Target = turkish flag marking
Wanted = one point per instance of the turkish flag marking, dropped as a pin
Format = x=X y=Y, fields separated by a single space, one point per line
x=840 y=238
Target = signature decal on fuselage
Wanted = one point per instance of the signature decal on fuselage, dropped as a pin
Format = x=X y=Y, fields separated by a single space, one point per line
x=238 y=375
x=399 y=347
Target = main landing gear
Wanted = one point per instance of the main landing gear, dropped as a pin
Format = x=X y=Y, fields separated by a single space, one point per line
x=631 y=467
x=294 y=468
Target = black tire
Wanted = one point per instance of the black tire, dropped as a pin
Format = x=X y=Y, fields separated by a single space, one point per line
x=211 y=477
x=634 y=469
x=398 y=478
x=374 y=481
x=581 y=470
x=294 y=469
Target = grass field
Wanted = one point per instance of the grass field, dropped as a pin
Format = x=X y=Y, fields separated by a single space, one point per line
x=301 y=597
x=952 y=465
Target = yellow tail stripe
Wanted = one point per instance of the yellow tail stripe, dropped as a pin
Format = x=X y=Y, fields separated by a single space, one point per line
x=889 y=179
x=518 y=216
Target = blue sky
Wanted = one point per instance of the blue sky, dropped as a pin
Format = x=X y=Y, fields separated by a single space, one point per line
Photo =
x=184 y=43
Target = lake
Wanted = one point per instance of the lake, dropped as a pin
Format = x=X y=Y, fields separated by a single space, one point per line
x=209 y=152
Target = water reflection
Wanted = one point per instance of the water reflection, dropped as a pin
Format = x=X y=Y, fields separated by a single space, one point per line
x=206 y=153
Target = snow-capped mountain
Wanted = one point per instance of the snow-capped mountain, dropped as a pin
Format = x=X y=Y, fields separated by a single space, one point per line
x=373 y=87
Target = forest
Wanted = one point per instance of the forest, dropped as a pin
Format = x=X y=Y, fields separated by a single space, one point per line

- [What to do] In the records, find every line that has the string "capped" and copy it.

- [Solution]
Target = snow-capped mountain
Wanted = one point per instance of the snow-capped mountain, dropped as a pin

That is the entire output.